• **ZU LÖSENDE AUFGABE**
Stellen Sie sämtliche Zeilen der folgenden Datensätze als Markdown-Tabelle mit den Spalten „Nummer“ und „Zeile“ dar. Nummerieren Sie die Zeilen dabei fortlaufend, und lassen Sie Leerzeilen weg.

• **EINGABEDATEN**
#####
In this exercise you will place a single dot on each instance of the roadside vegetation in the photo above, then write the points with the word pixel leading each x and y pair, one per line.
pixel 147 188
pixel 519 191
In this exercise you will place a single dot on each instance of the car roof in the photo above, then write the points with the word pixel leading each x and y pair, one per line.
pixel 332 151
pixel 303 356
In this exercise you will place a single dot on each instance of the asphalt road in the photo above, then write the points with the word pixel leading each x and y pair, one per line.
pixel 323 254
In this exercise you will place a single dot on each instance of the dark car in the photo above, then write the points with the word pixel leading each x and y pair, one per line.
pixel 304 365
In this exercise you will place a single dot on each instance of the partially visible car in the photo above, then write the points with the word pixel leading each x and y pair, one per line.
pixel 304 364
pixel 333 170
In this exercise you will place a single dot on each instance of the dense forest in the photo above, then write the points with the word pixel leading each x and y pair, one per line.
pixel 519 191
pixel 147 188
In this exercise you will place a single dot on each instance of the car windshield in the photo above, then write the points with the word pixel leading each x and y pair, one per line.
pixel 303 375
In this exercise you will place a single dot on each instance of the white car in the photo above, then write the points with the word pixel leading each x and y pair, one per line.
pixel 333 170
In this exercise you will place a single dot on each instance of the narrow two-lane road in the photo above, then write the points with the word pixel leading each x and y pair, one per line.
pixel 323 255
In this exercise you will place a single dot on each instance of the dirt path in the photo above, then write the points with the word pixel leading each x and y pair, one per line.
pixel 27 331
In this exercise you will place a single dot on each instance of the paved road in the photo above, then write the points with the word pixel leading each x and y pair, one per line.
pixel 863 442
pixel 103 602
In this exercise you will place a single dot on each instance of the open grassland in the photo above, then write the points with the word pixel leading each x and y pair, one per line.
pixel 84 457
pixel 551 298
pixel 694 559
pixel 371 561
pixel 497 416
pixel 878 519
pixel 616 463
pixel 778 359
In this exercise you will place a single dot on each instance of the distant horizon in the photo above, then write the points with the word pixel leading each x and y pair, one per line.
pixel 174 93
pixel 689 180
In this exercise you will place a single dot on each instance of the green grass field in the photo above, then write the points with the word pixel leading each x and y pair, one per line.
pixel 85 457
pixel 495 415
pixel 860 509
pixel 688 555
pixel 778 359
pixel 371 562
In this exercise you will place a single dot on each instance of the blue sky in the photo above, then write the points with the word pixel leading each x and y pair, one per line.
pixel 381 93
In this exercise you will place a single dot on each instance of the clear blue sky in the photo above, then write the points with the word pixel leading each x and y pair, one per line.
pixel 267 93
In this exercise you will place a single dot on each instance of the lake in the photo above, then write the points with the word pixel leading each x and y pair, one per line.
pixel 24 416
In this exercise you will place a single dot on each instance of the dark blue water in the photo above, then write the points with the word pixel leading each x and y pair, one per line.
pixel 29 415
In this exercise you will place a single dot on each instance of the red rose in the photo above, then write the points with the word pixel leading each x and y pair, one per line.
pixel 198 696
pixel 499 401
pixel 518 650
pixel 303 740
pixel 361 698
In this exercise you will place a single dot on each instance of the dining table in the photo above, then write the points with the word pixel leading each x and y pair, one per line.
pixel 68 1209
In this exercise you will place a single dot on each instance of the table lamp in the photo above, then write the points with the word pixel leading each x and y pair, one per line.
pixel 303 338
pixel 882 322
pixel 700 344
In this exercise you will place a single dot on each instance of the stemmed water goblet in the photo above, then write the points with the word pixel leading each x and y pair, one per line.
#####
• **KORREKTES ERGEBNIS**
| Nummer | Zeile |
|---|---|
| 1 | In this exercise you will place a single dot on each instance of the roadside vegetation in the photo above, then write the points with the word pixel leading each x and y pair, one per line. |
| 2 | pixel 147 188 |
| 3 | pixel 519 191 |
| 4 | In this exercise you will place a single dot on each instance of the car roof in the photo above, then write the points with the word pixel leading each x and y pair, one per line. |
| 5 | pixel 332 151 |
| 6 | pixel 303 356 |
| 7 | In this exercise you will place a single dot on each instance of the asphalt road in the photo above, then write the points with the word pixel leading each x and y pair, one per line. |
| 8 | pixel 323 254 |
| 9 | In this exercise you will place a single dot on each instance of the dark car in the photo above, then write the points with the word pixel leading each x and y pair, one per line. |
| 10 | pixel 304 365 |
| 11 | In this exercise you will place a single dot on each instance of the partially visible car in the photo above, then write the points with the word pixel leading each x and y pair, one per line. |
| 12 | pixel 304 364 |
| 13 | pixel 333 170 |
| 14 | In this exercise you will place a single dot on each instance of the dense forest in the photo above, then write the points with the word pixel leading each x and y pair, one per line. |
| 15 | pixel 519 191 |
| 16 | pixel 147 188 |
| 17 | In this exercise you will place a single dot on each instance of the car windshield in the photo above, then write the points with the word pixel leading each x and y pair, one per line. |
| 18 | pixel 303 375 |
| 19 | In this exercise you will place a single dot on each instance of the white car in the photo above, then write the points with the word pixel leading each x and y pair, one per line. |
| 20 | pixel 333 170 |
| 21 | In this exercise you will place a single dot on each instance of the narrow two-lane road in the photo above, then write the points with the word pixel leading each x and y pair, one per line. |
| 22 | pixel 323 255 |
| 23 | In this exercise you will place a single dot on each instance of the dirt path in the photo above, then write the points with the word pixel leading each x and y pair, one per line. |
| 24 | pixel 27 331 |
| 25 | In this exercise you will place a single dot on each instance of the paved road in the photo above, then write the points with the word pixel leading each x and y pair, one per line. |
| 26 | pixel 863 442 |
| 27 | pixel 103 602 |
| 28 | In this exercise you will place a single dot on each instance of the open grassland in the photo above, then write the points with the word pixel leading each x and y pair, one per line. |
| 29 | pixel 84 457 |
| 30 | pixel 551 298 |
| 31 | pixel 694 559 |
| 32 | pixel 371 561 |
| 33 | pixel 497 416 |
| 34 | pixel 878 519 |
| 35 | pixel 616 463 |
| 36 | pixel 778 359 |
| 37 | In this exercise you will place a single dot on each instance of the distant horizon in the photo above, then write the points with the word pixel leading each x and y pair, one per line. |
| 38 | pixel 174 93 |
| 39 | pixel 689 180 |
| 40 | In this exercise you will place a single dot on each instance of the green grass field in the photo above, then write the points with the word pixel leading each x and y pair, one per line. |
| 41 | pixel 85 457 |
| 42 | pixel 495 415 |
| 43 | pixel 860 509 |
| 44 | pixel 688 555 |
| 45 | pixel 778 359 |
| 46 | pixel 371 562 |
| 47 | In this exercise you will place a single dot on each instance of the blue sky in the photo above, then write the points with the word pixel leading each x and y pair, one per line. |
| 48 | pixel 381 93 |
| 49 | In this exercise you will place a single dot on each instance of the clear blue sky in the photo above, then write the points with the word pixel leading each x and y pair, one per line. |
| 50 | pixel 267 93 |
| 51 | In this exercise you will place a single dot on each instance of the lake in the photo above, then write the points with the word pixel leading each x and y pair, one per line. |
| 52 | pixel 24 416 |
| 53 | In this exercise you will place a single dot on each instance of the dark blue water in the photo above, then write the points with the word pixel leading each x and y pair, one per line. |
| 54 | pixel 29 415 |
| 55 | In this exercise you will place a single dot on each instance of the red rose in the photo above, then write the points with the word pixel leading each x and y pair, one per line. |
| 56 | pixel 198 696 |
| 57 | pixel 499 401 |
| 58 | pixel 518 650 |
| 59 | pixel 303 740 |
| 60 | pixel 361 698 |
| 61 | In this exercise you will place a single dot on each instance of the dining table in the photo above, then write the points with the word pixel leading each x and y pair, one per line. |
| 62 | pixel 68 1209 |
| 63 | In this exercise you will place a single dot on each instance of the table lamp in the photo above, then write the points with the word pixel leading each x and y pair, one per line. |
| 64 | pixel 303 338 |
| 65 | pixel 882 322 |
| 66 | pixel 700 344 |
| 67 | In this exercise you will place a single dot on each instance of the stemmed water goblet in the photo above, then write the points with the word pixel leading each x and y pair, one per line. |